**** PROVIDED DATA ****

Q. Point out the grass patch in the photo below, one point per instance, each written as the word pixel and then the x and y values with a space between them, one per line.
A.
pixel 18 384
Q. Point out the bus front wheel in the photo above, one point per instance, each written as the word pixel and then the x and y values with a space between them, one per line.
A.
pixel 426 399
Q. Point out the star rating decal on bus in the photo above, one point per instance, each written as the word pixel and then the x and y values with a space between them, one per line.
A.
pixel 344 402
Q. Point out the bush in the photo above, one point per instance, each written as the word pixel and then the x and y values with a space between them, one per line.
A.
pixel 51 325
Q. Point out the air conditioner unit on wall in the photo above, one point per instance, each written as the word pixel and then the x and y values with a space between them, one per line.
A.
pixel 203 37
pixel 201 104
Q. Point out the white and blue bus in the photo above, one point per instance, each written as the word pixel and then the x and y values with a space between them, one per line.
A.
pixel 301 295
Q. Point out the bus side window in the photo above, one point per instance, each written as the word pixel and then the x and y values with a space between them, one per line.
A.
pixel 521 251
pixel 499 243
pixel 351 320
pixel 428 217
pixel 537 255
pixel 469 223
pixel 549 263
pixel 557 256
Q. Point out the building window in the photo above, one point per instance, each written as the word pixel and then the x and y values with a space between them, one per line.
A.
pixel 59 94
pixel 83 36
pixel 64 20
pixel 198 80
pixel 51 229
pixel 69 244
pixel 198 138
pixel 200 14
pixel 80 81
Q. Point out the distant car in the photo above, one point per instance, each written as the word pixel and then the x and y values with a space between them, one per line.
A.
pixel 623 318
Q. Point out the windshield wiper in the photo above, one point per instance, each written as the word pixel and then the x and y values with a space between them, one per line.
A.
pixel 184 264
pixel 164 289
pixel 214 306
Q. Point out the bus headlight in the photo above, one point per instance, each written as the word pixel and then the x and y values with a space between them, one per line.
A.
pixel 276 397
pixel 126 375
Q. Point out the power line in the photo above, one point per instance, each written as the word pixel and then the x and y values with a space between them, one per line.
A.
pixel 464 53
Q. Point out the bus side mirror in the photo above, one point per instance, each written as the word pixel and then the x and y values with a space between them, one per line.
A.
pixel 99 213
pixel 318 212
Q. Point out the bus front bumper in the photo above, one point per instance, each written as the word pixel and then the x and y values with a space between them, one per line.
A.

****

> [TASK]
Pull out every row above and reproduce each one verbatim, in the same order.

> [ANSWER IN FULL]
Q. Point out the grass patch in the photo below, one point per instance, each written as the word pixel and then the x and y values with a space between them, one per line.
A.
pixel 18 384
Q. Point out the bus front wheel in the photo above, one point per instance, each written as the word pixel and then the x and y values with a space between them, one per line.
A.
pixel 426 399
Q. Point out the star rating decal on bus in the photo above, one point per instance, each written as the word pixel and then the x and y values with a space between them, one per line.
A.
pixel 344 402
Q. Point out the bush in the photo above, one point per instance, each written as the word pixel and then the x and y values with a space between them, one per line.
A.
pixel 51 325
Q. Point out the air conditioner unit on wall in the photo above, one point per instance, each written as the word pixel and then the x and y values with a space between them, one per line.
A.
pixel 203 37
pixel 201 104
Q. Point out the white and blue bus in the photo above, one point per instance, each written as the word pixel and then the x and y values with a space between them, one per line.
A.
pixel 301 295
Q. Point out the bus side window in the photo above, one point per instance, each written as the word pixel and then the x and y values with a space between them, one per line.
A.
pixel 521 251
pixel 499 243
pixel 351 320
pixel 428 217
pixel 537 255
pixel 469 223
pixel 549 263
pixel 557 256
Q. Point out the building window in the photo above, one point per instance, each written as the word pixel and then the x and y values with a space between them, one per line.
A.
pixel 59 94
pixel 83 36
pixel 64 20
pixel 198 80
pixel 51 229
pixel 69 244
pixel 198 138
pixel 200 14
pixel 80 81
Q. Point out the distant car in the photo above, one point per instance, each written as the word pixel and then the x and y values with a space between them, one per line.
A.
pixel 623 318
Q. Point out the windshield wiper in the photo above, one point per instance, each written as the word pixel and then the x and y values with a space between them, one per line.
A.
pixel 184 264
pixel 164 289
pixel 214 306
Q. Point out the bus headlight in the photo above, one point per instance, each written as the word pixel and then the x and y values with a space between them, one per line.
A.
pixel 276 397
pixel 126 375
Q. Point out the power line in the photo above, one point per instance, each written as the word pixel and then the x and y values with a space between them, one per line.
A.
pixel 464 53
Q. Point out the bus side mirror in the photo above, one point per instance, each written as the word pixel and then the x and y values with a space between them, one per line.
A.
pixel 99 213
pixel 318 212
Q. Point out the bus front bumper in the photo above, one point per instance, each written as the word pixel and then the x and y values with a space between them, one per line.
A.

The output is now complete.